§ **TRY IT**
Make an exact copy of the records, with the pictures left out.

━━━━━ STORED DATA

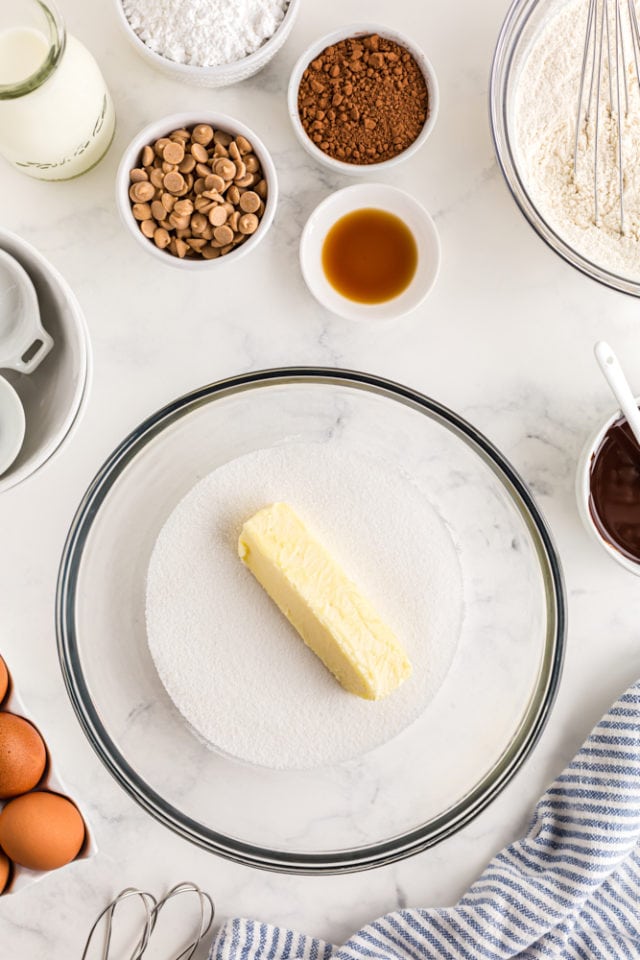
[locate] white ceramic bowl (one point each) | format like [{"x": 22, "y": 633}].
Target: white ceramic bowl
[
  {"x": 343, "y": 33},
  {"x": 54, "y": 396},
  {"x": 12, "y": 425},
  {"x": 220, "y": 76},
  {"x": 382, "y": 197},
  {"x": 159, "y": 128},
  {"x": 583, "y": 493}
]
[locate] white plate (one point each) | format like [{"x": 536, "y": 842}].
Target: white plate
[
  {"x": 381, "y": 197},
  {"x": 12, "y": 424}
]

━━━━━━━━━━

§ **TASK OUTPUT**
[locate] white ceramic bowl (one point each) | format like [{"x": 22, "y": 633}].
Target: white ceramic bowl
[
  {"x": 343, "y": 33},
  {"x": 54, "y": 396},
  {"x": 12, "y": 425},
  {"x": 220, "y": 76},
  {"x": 382, "y": 197},
  {"x": 159, "y": 128},
  {"x": 583, "y": 493}
]
[locate] white plate (one point each) | format like [{"x": 536, "y": 842}].
Target: white plate
[
  {"x": 381, "y": 197},
  {"x": 12, "y": 424}
]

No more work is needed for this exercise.